(Referring expression data)
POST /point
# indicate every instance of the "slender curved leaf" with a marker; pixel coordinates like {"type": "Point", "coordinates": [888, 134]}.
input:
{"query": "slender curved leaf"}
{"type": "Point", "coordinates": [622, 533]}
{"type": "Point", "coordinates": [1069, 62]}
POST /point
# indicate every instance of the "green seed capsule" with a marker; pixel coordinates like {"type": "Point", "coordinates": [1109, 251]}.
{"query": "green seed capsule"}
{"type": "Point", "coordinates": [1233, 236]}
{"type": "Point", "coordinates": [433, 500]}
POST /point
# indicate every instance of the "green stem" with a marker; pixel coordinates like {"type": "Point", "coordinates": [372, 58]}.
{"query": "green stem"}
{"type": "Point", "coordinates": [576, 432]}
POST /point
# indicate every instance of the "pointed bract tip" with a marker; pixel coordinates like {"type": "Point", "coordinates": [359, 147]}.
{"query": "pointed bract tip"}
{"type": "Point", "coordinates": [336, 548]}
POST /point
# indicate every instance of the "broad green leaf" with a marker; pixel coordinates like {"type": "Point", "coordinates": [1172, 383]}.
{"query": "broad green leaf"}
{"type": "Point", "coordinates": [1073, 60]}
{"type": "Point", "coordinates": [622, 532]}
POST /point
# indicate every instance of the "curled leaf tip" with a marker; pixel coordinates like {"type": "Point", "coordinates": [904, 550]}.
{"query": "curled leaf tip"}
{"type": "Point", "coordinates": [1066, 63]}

### TASK DESCRIPTION
All lines of the data that hold "like" need to be copied.

### YOUR RESPONSE
# indicate every instance of the "slender curved leaf" with a marker; pixel coordinates like {"type": "Point", "coordinates": [888, 134]}.
# indicate every instance of the "green seed capsule" with a marker; pixel coordinates like {"type": "Point", "coordinates": [1109, 251]}.
# indicate every instance of the "green stem" with a marker; pixel coordinates like {"type": "Point", "coordinates": [372, 58]}.
# indicate every instance of the "pointed bract tip" with a marker; pixel coordinates like {"type": "Point", "coordinates": [359, 147]}.
# indicate every instance of the "broad green leaf" with a marker; pixel coordinates like {"type": "Point", "coordinates": [1172, 383]}.
# indicate every instance of the "curled leaf tip" with a marker; pixel coordinates like {"type": "Point", "coordinates": [904, 550]}.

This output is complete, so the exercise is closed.